SUPPLIED TEXT:

---------------

Computer Vision Project

Project 2: Local Feature Matching

The goal of this project was to implement a local feature matching algorithm in three major steps:

Interest point detection
Local feature description
Feature matching

Interest Point Detection

Interest points were found using a basic Harris corner detector. The X and Y image gradients were first computed with a square Gaussian filter of size feature_width = 16 and σ = 1. The X and Y image derivatives were found by convolving their respective gradients with the input image. All three squares of image derivatives were then found with the X and Y derivatives.

These squares of image derivatives were convolved with a different Gaussian filter of size = 15 and σ = 1. I found that setting the size of this Gaussian slightly smaller than that of the first Gaussian (16) produced more total matches at about the same accuracy.

---------------

RECORD EXCERPTS:
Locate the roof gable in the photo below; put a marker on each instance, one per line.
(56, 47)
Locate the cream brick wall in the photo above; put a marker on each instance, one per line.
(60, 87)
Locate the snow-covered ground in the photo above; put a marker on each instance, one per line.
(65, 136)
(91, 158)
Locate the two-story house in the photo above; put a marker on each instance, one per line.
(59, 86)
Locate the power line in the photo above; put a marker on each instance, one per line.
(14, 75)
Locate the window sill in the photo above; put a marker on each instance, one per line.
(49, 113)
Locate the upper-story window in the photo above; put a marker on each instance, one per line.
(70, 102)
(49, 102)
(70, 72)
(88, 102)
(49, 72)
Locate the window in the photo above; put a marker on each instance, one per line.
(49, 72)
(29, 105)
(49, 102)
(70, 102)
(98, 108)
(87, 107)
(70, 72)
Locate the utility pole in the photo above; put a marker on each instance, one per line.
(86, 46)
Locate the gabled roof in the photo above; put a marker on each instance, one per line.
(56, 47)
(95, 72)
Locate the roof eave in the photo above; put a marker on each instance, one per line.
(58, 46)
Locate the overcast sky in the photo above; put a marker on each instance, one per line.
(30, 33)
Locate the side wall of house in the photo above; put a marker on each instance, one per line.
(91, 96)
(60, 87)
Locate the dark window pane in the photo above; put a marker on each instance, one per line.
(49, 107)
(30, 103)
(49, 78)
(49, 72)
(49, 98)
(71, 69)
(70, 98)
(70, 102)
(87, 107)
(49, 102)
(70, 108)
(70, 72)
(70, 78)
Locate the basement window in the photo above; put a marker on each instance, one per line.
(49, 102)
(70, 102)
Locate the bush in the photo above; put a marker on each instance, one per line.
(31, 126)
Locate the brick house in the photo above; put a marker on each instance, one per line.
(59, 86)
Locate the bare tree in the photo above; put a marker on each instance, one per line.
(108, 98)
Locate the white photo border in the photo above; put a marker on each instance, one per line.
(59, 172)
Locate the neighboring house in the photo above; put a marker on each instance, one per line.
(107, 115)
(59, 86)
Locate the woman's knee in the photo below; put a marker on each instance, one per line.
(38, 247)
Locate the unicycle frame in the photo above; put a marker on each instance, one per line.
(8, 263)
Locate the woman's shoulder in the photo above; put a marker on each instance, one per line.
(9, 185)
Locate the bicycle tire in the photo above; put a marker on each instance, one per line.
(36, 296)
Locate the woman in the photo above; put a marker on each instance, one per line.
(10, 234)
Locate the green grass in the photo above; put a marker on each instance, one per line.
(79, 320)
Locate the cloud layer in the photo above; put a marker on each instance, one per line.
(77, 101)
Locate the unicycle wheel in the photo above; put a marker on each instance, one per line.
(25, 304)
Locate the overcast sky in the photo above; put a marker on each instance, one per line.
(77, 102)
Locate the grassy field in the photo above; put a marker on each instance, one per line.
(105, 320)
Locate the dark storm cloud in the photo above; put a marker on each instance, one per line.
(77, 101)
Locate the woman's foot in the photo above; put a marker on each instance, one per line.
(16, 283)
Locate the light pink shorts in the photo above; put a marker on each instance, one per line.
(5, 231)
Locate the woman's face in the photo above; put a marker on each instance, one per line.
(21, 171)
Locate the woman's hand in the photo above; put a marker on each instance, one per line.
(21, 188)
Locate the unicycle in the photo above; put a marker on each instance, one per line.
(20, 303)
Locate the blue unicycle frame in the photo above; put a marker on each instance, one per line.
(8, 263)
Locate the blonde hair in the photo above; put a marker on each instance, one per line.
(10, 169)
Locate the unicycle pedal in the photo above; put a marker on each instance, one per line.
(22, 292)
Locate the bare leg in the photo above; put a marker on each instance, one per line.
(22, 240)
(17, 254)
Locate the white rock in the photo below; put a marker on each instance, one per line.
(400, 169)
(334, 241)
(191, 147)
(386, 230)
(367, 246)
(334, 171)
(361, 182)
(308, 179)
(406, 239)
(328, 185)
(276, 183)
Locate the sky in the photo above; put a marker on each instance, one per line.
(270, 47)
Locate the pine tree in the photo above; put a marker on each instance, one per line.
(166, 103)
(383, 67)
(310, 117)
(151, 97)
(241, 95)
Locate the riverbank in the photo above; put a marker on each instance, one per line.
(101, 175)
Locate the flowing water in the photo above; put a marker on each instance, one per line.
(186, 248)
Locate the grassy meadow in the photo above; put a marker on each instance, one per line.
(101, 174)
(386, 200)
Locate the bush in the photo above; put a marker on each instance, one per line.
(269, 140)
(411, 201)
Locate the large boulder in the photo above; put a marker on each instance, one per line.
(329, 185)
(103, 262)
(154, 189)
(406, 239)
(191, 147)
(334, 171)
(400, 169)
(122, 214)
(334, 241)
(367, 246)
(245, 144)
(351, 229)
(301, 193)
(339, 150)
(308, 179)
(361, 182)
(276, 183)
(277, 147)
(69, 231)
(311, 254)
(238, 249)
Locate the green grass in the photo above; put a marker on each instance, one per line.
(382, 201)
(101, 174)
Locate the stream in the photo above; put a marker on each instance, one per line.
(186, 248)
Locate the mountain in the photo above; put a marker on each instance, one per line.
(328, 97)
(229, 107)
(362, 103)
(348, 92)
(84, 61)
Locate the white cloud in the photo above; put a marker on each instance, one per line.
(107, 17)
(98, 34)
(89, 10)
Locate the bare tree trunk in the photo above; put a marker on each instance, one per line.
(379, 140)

---------------

WHAT THIS TASK INVOLVES: Reproduce, without alteration, the portion of the feature matching write-up that starts at the words "These squares of" and stops after the words "the same accuracy.".

REPLY:
These squares of image derivatives were convolved with a different Gaussian filter of size = 15 and σ = 1. I found that setting the size of this Gaussian slightly smaller than that of the first Gaussian (16) produced more total matches at about the same accuracy.